* **Data provided**:
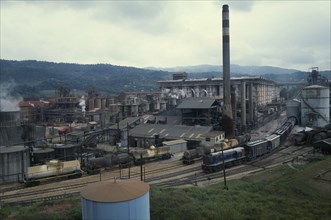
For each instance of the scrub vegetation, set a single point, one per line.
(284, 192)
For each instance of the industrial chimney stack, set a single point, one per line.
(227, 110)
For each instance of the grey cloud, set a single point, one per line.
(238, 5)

--

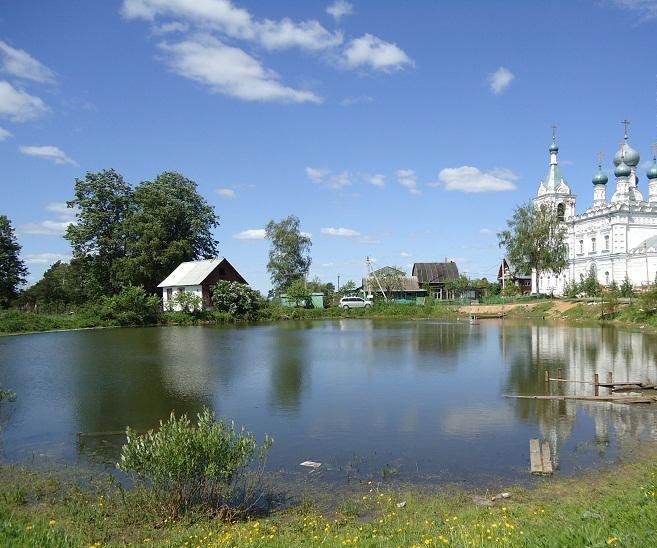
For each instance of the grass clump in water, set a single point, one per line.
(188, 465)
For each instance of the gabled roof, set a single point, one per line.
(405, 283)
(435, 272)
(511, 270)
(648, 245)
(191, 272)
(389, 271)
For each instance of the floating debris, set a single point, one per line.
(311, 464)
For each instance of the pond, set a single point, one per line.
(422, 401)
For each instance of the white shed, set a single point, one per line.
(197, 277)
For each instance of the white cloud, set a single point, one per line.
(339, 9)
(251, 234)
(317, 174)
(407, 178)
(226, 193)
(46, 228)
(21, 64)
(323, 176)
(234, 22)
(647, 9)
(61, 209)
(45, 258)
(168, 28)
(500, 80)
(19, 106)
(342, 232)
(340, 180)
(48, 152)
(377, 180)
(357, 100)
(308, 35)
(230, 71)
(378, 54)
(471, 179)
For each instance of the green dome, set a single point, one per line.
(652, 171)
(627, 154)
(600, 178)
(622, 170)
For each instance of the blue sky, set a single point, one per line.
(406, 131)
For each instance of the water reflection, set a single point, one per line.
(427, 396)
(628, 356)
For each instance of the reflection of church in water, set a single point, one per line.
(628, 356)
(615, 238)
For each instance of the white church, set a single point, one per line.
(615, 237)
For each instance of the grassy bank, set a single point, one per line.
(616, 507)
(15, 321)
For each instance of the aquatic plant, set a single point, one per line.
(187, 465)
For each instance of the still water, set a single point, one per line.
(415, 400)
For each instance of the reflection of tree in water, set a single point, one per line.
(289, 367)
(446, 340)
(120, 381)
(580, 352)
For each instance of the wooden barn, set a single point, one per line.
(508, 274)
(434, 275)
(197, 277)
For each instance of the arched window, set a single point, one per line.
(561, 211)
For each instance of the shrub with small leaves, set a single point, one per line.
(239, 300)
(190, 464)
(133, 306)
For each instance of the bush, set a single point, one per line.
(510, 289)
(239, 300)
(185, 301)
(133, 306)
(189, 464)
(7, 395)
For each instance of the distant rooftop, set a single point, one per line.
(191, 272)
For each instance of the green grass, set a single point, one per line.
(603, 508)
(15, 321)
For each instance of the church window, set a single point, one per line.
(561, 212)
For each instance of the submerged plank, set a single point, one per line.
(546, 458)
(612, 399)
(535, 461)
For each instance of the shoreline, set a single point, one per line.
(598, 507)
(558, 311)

* **The exercise**:
Count the lines of the records that contain the string "cloud", treating uppercase and lowercase as different. Reply with the number alone.

* **Written solution**:
2